Nothing but a full, exact copy of the data is needed.

:: Given data ::

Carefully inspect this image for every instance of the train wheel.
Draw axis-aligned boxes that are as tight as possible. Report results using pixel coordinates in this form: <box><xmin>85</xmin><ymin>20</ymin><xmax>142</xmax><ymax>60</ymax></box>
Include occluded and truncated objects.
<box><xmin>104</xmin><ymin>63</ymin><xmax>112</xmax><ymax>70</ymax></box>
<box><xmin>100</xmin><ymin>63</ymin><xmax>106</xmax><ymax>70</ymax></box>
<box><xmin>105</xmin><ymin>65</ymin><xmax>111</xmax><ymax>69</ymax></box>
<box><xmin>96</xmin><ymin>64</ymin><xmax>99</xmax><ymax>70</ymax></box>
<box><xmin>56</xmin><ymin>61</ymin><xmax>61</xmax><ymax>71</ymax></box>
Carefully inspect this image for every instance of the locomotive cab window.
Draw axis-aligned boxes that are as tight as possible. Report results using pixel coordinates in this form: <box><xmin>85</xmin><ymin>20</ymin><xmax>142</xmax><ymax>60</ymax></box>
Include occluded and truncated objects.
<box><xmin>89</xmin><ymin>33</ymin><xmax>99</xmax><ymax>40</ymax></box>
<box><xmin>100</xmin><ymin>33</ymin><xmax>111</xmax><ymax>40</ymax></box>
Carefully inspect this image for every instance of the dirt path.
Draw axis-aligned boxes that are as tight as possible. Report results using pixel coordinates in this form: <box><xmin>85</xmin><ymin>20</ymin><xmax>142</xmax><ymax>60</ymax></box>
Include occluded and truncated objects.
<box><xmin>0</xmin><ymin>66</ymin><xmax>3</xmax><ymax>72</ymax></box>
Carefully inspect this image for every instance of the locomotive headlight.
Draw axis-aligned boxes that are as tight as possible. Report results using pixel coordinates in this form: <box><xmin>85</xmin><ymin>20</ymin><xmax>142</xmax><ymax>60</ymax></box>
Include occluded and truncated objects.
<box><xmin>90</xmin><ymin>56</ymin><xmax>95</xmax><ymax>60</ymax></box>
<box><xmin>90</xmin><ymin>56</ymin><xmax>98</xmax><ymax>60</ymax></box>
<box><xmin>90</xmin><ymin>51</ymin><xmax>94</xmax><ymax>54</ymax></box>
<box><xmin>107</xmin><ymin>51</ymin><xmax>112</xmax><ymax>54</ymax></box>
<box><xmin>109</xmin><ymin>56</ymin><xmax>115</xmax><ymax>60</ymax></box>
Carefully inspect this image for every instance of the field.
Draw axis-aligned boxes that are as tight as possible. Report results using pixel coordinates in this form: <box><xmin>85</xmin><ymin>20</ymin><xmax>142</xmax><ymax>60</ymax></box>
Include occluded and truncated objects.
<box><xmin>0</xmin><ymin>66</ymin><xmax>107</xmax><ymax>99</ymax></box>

:::

#### Completed exercise:
Carefully inspect this image for every instance of the train wheel.
Draw axis-aligned boxes that are as tight as possible. Report results using pixel coordinates in this form: <box><xmin>85</xmin><ymin>20</ymin><xmax>142</xmax><ymax>60</ymax></box>
Include occluded and truncated objects.
<box><xmin>104</xmin><ymin>63</ymin><xmax>112</xmax><ymax>70</ymax></box>
<box><xmin>100</xmin><ymin>63</ymin><xmax>106</xmax><ymax>70</ymax></box>
<box><xmin>105</xmin><ymin>65</ymin><xmax>111</xmax><ymax>69</ymax></box>
<box><xmin>96</xmin><ymin>64</ymin><xmax>99</xmax><ymax>70</ymax></box>
<box><xmin>56</xmin><ymin>61</ymin><xmax>61</xmax><ymax>71</ymax></box>
Carefully inspect this image for every instance of the locomotive cab window.
Draw axis-aligned boxes that are as tight as possible. Report results using pixel coordinates in this form: <box><xmin>85</xmin><ymin>20</ymin><xmax>142</xmax><ymax>60</ymax></box>
Include occluded and truncated objects.
<box><xmin>89</xmin><ymin>33</ymin><xmax>99</xmax><ymax>40</ymax></box>
<box><xmin>100</xmin><ymin>33</ymin><xmax>111</xmax><ymax>40</ymax></box>
Carefully inspect this image for every instance of the dirt path.
Draw axis-aligned boxes that are as tight as possible. Report results using pixel coordinates in this form: <box><xmin>85</xmin><ymin>20</ymin><xmax>142</xmax><ymax>60</ymax></box>
Include occluded and truncated objects.
<box><xmin>0</xmin><ymin>66</ymin><xmax>3</xmax><ymax>72</ymax></box>
Carefully inspect this image for every instance of the locomotive headlight.
Draw axis-aligned boxes that are as tight as possible. Report results using pixel coordinates in this form: <box><xmin>85</xmin><ymin>20</ymin><xmax>142</xmax><ymax>60</ymax></box>
Include occluded and truncated objects.
<box><xmin>90</xmin><ymin>56</ymin><xmax>95</xmax><ymax>60</ymax></box>
<box><xmin>90</xmin><ymin>56</ymin><xmax>98</xmax><ymax>60</ymax></box>
<box><xmin>90</xmin><ymin>51</ymin><xmax>94</xmax><ymax>54</ymax></box>
<box><xmin>107</xmin><ymin>51</ymin><xmax>112</xmax><ymax>54</ymax></box>
<box><xmin>109</xmin><ymin>56</ymin><xmax>115</xmax><ymax>60</ymax></box>
Carefully inspect this image for every instance of the field.
Draw axis-aligned boxes that are as tight as possible. Report results using pixel coordinates in this form: <box><xmin>85</xmin><ymin>20</ymin><xmax>142</xmax><ymax>60</ymax></box>
Include occluded and truncated objects.
<box><xmin>0</xmin><ymin>66</ymin><xmax>107</xmax><ymax>99</ymax></box>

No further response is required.